(Records of labeled points)
┌──
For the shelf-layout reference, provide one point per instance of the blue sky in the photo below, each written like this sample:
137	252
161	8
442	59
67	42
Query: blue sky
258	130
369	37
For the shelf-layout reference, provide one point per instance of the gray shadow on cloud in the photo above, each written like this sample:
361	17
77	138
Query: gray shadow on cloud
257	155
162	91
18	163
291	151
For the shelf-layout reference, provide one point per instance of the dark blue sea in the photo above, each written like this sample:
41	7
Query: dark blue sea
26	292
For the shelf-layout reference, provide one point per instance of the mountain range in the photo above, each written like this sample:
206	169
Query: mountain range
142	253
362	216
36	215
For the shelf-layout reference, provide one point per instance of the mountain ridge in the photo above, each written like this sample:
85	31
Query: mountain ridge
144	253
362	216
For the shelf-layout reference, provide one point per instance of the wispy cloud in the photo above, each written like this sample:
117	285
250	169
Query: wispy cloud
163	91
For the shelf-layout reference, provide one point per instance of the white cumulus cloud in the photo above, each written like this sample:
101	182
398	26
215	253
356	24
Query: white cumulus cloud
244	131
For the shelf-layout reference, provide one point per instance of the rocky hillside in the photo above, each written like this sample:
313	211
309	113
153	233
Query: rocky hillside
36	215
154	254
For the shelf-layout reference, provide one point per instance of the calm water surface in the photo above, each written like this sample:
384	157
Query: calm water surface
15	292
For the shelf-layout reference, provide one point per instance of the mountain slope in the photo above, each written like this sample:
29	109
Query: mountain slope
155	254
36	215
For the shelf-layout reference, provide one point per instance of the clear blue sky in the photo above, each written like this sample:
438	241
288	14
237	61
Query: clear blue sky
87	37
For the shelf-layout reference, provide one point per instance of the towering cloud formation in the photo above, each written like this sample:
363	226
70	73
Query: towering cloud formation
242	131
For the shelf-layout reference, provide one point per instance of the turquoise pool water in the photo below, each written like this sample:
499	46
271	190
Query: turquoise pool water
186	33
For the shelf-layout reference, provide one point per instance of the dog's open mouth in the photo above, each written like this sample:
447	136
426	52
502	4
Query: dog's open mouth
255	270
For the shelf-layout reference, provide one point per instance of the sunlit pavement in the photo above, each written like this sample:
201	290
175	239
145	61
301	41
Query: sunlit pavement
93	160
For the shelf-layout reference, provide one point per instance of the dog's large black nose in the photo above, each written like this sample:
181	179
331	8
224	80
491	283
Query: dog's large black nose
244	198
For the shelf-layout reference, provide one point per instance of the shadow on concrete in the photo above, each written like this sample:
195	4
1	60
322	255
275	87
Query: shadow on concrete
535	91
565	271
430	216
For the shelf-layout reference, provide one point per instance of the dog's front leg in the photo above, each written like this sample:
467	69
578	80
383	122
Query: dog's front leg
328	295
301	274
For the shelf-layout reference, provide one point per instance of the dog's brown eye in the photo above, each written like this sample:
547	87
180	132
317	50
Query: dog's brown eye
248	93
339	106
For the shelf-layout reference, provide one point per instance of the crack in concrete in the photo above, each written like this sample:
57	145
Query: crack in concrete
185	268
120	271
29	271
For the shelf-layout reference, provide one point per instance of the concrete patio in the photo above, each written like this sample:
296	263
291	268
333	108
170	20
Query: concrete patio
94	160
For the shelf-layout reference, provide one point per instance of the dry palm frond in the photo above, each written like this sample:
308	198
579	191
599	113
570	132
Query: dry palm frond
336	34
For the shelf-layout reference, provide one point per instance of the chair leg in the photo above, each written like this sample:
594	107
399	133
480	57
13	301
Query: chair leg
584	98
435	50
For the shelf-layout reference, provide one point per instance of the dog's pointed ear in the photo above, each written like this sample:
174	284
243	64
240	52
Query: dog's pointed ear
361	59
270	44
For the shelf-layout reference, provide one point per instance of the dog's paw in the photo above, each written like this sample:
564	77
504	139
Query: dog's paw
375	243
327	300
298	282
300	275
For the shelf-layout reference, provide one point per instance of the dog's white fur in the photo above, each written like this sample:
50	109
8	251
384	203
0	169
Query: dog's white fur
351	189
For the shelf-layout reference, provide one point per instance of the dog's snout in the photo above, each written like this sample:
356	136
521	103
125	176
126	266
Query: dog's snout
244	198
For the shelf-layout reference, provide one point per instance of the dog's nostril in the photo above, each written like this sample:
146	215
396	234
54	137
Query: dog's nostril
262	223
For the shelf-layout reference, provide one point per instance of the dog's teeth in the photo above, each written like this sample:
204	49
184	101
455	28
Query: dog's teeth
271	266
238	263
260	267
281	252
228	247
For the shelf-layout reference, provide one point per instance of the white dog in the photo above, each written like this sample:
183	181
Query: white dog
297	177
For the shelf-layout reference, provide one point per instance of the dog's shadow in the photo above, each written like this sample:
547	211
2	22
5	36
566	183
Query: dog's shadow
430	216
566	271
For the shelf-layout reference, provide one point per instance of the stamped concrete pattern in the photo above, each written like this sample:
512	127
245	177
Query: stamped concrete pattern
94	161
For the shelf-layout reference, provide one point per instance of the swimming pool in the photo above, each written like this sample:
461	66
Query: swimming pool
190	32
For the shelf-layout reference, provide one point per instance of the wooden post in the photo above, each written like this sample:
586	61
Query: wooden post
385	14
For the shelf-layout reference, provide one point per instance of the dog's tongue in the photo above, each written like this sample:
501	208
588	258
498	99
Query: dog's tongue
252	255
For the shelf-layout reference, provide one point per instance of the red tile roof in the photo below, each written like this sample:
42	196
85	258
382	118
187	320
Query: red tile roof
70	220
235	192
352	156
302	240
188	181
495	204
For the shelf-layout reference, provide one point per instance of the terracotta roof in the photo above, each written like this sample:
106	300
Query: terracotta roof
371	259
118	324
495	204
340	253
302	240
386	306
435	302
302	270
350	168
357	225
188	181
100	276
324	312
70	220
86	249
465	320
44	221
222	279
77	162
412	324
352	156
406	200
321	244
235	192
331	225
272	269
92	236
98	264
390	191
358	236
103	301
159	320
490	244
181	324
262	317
└──
Task details:
Starting with the line that contains "of the terracotta", write out each line through the end of the listing, exactly as it appears, and include nothing else.

Finished answer:
For the shelf-layout reference, provide one point per instance of the terracotta roof in the photo above, each written like this sample:
106	300
Query: terracotta roof
371	259
118	324
495	204
340	253
302	240
386	306
435	302
302	270
350	168
357	225
188	181
100	276
324	312
70	220
86	249
465	320
44	221
222	279
77	162
412	324
352	156
406	200
321	244
235	192
331	225
272	269
92	236
98	264
390	191
358	236
103	301
159	320
490	244
181	324
262	317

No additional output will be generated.